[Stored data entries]
• • •
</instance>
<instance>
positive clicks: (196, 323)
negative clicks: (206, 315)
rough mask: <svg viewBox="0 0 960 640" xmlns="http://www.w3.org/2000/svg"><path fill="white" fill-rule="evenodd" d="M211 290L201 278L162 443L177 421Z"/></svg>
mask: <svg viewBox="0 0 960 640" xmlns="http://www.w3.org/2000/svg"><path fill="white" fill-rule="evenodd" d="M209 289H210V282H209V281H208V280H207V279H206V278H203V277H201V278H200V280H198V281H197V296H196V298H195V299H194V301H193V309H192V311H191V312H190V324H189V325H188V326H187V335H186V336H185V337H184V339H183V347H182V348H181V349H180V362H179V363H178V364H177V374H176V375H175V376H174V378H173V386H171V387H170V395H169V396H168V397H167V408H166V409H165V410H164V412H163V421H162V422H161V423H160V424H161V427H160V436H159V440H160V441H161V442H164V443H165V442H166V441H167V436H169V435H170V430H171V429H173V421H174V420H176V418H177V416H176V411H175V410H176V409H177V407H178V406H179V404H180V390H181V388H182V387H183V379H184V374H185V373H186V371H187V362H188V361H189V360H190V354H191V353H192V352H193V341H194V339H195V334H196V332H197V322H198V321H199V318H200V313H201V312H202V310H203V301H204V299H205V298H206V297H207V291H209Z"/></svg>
• • •
## Exercise details
Extract all of the data exactly as written.

## Answer section
</instance>
<instance>
positive clicks: (196, 323)
negative clicks: (206, 315)
rough mask: <svg viewBox="0 0 960 640" xmlns="http://www.w3.org/2000/svg"><path fill="white" fill-rule="evenodd" d="M211 290L201 278L162 443L177 421Z"/></svg>
mask: <svg viewBox="0 0 960 640" xmlns="http://www.w3.org/2000/svg"><path fill="white" fill-rule="evenodd" d="M209 289H210V282H209V281H208V280H207V279H206V278H203V277H201V278H200V280H198V281H197V296H196V298H195V299H194V301H193V309H192V311H191V312H190V324H189V325H188V326H187V335H186V336H185V337H184V339H183V347H182V348H181V349H180V362H179V363H178V364H177V374H176V375H175V376H174V378H173V386H171V387H170V395H169V396H168V397H167V408H166V409H165V410H164V412H163V421H162V422H161V423H160V424H161V427H160V436H159V440H160V441H161V442H164V443H165V442H166V441H167V436H169V435H170V430H171V429H173V421H174V420H176V418H177V416H176V411H175V410H176V409H177V407H178V406H179V404H180V390H181V388H182V387H183V379H184V374H185V373H186V371H187V362H188V361H189V360H190V354H191V353H192V352H193V341H194V339H195V334H196V332H197V322H198V321H199V318H200V313H201V312H202V310H203V301H204V299H205V298H206V297H207V291H209Z"/></svg>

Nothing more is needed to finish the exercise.